▶ _Texto fornecido_
┏━━

A selva não escondia apenas militares que os cercavam, mas também doenças tropicais e bombas. Ainda assim, milhares de guerrilheiros colombianos sobreviveram à guerra graças à disciplina e solidariedade.
Essa experiência se mostrou eficaz frente à pandemia, me meio à violência que os ex-combatentes enfrentam.
Nenhum dos 2.877 ex-combatentes que entregaram suas armas em 24 localidades na Colômbia contraíram o coronavírus, também por causa das ações em conjunto com o governo.
"Conseguimos manter o espírito que nos caracterizou durante o conflito", diz Pastor Alape, líder da atual Força Alternativa Revolucionária Comum (FARC).
Já a violência avança. Nove ex-guerrilheiros foram assassinados desde o início do confinamento, no último 25 de março, chegando a 201 mortos desde o acordo de paz em 2016, segundo as FARC.
- A lógica do cuidado -
Depois de encerrar uma guerrilha de cinco décadas com dezenas de milhares de vítimas civis, cerca de 12.800 rebeldes retomaram suas vidas, enquanto altos funcionários respondem à justiça da paz por crimes cometidos durante o conflito.
Juntamente com suas famílias, 22,5% dos ex-guerrilheiros vivem em reintegração social e econômica nos locais onde se desarmaram.

┗━━

Dados de localização com um ponto por instância:
┏━━

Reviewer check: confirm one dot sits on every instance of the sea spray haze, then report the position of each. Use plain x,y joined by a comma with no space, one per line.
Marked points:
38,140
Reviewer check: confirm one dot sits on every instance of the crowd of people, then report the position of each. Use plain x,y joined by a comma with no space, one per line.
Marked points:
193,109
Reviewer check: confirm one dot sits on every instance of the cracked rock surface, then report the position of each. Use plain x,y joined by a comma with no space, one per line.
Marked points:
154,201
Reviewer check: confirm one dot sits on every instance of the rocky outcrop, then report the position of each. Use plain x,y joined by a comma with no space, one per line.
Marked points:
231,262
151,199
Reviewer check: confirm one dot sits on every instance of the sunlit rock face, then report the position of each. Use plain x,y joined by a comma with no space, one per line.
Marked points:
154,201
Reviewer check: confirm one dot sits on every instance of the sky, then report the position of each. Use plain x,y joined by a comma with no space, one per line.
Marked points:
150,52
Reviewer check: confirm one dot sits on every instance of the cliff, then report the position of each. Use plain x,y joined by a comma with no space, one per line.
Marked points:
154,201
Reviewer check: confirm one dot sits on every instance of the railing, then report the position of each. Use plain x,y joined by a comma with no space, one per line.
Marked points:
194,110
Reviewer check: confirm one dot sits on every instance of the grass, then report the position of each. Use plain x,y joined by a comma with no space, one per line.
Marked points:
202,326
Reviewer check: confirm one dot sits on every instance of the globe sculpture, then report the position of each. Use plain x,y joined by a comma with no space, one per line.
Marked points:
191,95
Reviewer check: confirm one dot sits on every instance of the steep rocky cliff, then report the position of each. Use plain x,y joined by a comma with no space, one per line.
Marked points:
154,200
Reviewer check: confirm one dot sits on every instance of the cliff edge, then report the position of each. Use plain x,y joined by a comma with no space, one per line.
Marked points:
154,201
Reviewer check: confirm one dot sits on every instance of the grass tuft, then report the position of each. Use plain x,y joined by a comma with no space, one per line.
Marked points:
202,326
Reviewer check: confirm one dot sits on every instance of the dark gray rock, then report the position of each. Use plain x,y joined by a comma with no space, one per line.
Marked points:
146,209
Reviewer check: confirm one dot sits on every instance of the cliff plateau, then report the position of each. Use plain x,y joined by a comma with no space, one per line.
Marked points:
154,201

┗━━

Atualize um trecho do texto sobre os ex-guerrilheiros das FARC. Reescreva-o a partir das palavras que contêm "A selva não" e pare depois de "segundo as FARC.", trocando "selva" por "floresta".

▶ _Tarefa concluída_
A floresta não escondia apenas militares que os cercavam, mas também doenças tropicais e bombas. Ainda assim, milhares de guerrilheiros colombianos sobreviveram à guerra graças à disciplina e solidariedade.
Essa experiência se mostrou eficaz frente à pandemia, me meio à violência que os ex-combatentes enfrentam.
Nenhum dos 2.877 ex-combatentes que entregaram suas armas em 24 localidades na Colômbia contraíram o coronavírus, também por causa das ações em conjunto com o governo.
"Conseguimos manter o espírito que nos caracterizou durante o conflito", diz Pastor Alape, líder da atual Força Alternativa Revolucionária Comum (FARC).
Já a violência avança. Nove ex-guerrilheiros foram assassinados desde o início do confinamento, no último 25 de março, chegando a 201 mortos desde o acordo de paz em 2016, segundo as FARC.